(Short problem): How many of the lines below contain the word "wine"? Reply with the number alone.

(Supplied material):
* Start *
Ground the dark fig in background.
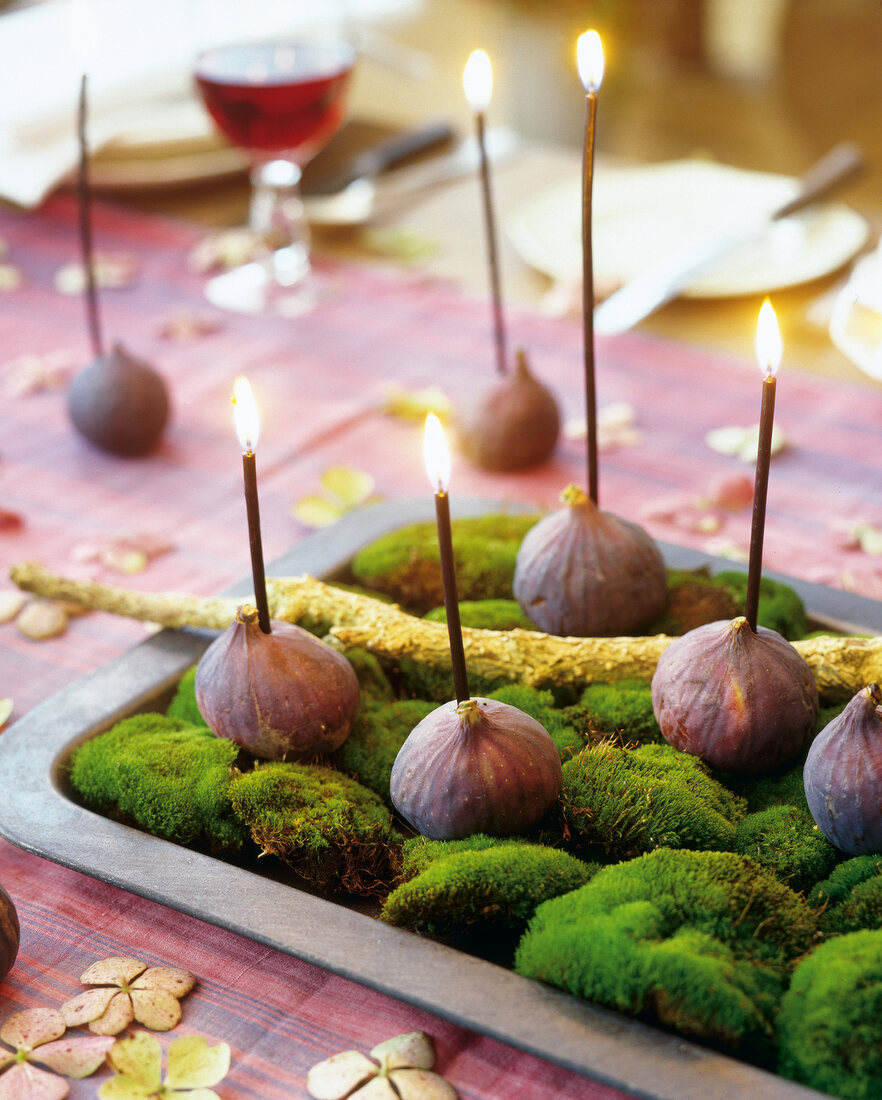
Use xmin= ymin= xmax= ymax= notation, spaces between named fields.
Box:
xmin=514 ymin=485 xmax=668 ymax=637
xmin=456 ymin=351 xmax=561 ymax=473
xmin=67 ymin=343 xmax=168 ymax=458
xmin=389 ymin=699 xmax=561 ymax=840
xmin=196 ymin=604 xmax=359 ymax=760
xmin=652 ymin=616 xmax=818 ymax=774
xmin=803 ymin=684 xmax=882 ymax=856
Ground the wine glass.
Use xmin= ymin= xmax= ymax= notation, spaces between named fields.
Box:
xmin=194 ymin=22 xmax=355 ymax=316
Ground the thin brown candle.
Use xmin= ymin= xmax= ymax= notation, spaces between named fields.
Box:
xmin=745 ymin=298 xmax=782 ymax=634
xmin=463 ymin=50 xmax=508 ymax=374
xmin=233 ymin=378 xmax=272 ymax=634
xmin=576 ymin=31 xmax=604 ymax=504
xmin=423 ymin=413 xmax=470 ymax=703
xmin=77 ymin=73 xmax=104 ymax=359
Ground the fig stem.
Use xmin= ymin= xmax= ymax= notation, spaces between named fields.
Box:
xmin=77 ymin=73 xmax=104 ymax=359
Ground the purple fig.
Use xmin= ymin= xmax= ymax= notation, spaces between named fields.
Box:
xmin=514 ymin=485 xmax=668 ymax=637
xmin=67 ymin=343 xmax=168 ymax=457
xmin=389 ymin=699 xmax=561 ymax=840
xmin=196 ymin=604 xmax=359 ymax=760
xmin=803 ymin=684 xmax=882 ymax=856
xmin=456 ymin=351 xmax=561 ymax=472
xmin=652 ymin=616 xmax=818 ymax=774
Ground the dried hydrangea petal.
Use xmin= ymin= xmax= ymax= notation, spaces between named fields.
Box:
* End *
* Start *
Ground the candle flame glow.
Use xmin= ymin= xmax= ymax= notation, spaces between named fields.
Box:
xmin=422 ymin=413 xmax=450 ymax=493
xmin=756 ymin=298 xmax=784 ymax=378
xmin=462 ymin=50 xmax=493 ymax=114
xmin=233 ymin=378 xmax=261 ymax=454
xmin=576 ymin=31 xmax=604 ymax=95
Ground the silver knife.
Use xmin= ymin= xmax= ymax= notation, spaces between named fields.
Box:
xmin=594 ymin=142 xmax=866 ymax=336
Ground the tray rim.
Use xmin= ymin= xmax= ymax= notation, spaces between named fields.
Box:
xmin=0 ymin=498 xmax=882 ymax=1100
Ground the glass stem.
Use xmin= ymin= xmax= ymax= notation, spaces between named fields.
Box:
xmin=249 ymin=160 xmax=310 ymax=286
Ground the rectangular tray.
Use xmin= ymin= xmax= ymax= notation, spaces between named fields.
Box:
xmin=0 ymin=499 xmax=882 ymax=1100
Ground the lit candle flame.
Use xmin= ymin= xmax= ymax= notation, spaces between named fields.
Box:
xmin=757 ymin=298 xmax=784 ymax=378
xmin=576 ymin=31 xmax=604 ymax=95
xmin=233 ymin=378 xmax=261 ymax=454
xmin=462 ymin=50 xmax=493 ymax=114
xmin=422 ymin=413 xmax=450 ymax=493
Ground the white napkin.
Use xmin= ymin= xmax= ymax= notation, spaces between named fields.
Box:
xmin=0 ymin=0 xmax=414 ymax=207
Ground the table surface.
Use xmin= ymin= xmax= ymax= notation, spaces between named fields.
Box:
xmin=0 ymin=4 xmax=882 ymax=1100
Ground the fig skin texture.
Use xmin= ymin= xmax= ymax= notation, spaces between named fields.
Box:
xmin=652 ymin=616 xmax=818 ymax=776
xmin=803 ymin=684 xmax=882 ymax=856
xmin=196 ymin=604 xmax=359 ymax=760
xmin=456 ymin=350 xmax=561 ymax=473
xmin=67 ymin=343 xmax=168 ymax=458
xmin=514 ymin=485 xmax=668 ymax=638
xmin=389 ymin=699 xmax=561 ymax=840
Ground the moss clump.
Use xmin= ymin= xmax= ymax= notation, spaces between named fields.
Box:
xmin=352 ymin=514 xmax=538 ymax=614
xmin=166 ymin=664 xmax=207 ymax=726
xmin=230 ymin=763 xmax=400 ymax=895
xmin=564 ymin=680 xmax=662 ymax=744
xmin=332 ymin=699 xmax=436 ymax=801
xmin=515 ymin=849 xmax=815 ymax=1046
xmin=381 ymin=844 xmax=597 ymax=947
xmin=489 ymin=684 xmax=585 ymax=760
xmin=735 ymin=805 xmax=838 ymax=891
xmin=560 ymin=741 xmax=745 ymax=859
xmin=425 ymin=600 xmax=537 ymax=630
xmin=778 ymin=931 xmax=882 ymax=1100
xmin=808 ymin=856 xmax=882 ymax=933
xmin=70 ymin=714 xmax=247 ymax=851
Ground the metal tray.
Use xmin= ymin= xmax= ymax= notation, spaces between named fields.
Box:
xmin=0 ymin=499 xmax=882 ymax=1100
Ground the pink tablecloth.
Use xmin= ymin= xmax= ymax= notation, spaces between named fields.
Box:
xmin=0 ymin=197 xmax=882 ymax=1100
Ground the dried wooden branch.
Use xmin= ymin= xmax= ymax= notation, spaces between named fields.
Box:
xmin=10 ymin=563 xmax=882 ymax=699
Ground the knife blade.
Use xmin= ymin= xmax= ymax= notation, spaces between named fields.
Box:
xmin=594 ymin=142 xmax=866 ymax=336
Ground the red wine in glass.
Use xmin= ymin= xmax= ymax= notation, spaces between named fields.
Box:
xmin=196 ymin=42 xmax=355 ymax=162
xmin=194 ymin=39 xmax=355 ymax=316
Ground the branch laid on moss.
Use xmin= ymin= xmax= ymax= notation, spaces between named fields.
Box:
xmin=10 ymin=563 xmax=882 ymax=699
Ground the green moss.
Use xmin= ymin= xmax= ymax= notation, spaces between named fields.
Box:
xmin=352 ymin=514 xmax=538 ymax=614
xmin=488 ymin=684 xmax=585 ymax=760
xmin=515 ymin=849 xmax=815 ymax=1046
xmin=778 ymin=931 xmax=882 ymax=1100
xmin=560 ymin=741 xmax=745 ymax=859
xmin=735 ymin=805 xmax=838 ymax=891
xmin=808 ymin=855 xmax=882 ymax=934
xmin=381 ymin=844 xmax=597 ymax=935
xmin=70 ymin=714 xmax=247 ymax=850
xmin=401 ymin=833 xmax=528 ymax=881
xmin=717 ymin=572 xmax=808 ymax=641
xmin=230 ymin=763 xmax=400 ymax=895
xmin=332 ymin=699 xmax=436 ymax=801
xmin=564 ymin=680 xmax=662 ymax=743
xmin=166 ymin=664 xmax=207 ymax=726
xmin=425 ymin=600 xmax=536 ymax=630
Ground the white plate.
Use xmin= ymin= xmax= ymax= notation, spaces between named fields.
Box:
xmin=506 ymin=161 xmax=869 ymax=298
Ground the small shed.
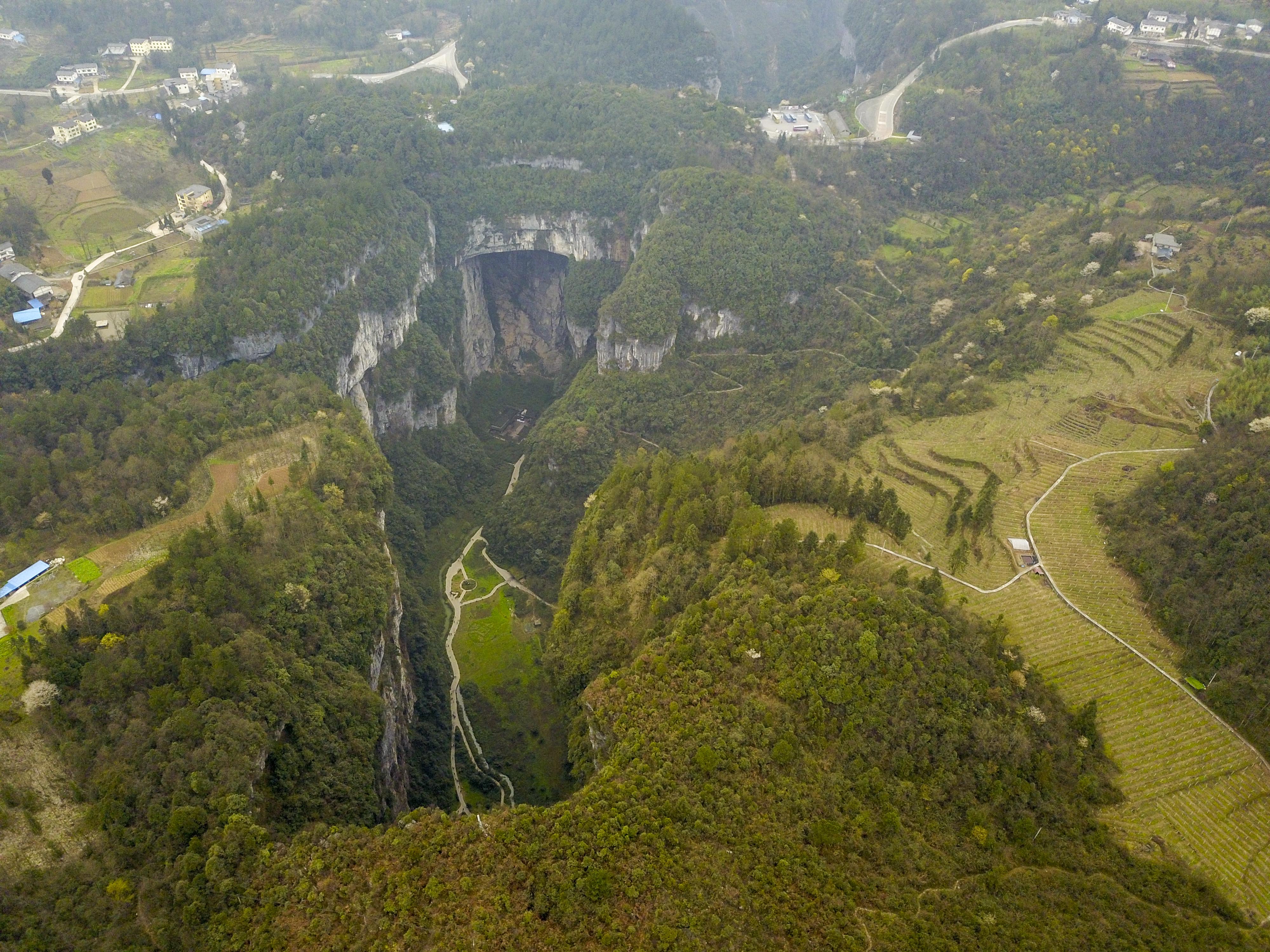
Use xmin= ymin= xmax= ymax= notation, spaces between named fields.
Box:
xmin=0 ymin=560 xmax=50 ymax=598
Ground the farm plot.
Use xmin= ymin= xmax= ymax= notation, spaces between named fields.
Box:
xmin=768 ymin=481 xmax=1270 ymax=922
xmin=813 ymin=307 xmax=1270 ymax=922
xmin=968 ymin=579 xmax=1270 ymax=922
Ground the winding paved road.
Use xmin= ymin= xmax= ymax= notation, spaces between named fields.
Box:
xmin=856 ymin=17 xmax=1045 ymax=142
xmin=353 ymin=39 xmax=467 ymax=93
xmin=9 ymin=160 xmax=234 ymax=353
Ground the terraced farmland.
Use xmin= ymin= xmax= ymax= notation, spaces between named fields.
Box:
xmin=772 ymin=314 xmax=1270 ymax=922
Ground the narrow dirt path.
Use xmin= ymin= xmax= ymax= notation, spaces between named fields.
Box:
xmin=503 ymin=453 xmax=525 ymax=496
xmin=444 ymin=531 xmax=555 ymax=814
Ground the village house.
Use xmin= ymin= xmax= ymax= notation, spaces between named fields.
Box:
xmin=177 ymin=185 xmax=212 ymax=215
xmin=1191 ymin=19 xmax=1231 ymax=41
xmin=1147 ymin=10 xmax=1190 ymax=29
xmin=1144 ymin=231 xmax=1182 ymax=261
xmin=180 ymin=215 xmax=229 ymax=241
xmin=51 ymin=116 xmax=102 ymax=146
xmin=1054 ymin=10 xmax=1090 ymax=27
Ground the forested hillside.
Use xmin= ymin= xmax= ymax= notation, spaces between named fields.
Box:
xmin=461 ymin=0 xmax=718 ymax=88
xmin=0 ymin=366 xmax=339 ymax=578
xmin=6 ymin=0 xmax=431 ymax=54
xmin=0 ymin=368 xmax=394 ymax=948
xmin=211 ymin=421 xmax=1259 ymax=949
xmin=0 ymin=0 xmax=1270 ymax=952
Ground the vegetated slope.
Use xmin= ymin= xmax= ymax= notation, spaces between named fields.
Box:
* End *
* Start *
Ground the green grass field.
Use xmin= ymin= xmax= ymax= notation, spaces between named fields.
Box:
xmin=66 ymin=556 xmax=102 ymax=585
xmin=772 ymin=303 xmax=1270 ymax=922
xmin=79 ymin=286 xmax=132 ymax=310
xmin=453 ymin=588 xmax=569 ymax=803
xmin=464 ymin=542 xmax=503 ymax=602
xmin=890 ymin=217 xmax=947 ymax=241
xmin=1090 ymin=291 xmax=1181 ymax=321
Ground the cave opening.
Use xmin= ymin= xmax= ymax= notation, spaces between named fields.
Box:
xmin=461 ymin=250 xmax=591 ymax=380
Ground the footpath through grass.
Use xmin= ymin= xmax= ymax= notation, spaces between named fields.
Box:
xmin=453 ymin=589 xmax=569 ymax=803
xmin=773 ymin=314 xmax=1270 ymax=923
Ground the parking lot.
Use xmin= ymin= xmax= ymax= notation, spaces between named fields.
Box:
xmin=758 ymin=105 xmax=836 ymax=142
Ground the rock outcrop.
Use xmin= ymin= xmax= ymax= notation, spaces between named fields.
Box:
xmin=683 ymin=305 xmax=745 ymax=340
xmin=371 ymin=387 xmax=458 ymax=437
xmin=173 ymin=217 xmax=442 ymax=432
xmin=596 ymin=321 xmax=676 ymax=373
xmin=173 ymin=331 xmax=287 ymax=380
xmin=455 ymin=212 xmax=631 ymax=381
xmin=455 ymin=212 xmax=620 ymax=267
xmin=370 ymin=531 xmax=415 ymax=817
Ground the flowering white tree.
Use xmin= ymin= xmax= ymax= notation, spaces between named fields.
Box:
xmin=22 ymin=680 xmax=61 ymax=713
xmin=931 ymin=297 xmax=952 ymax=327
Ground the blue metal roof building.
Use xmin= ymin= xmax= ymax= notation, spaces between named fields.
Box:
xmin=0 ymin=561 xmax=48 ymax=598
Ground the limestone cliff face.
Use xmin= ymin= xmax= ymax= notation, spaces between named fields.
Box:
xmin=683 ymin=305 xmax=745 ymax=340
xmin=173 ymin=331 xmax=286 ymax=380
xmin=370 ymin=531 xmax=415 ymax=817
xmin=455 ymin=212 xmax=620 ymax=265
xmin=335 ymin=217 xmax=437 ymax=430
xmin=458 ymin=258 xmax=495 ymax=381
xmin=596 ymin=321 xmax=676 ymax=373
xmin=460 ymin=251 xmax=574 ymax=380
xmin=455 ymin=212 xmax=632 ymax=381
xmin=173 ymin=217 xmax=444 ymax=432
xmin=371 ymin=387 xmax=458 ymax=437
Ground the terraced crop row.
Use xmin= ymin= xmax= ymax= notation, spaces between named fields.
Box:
* End *
(Reply to the task): 2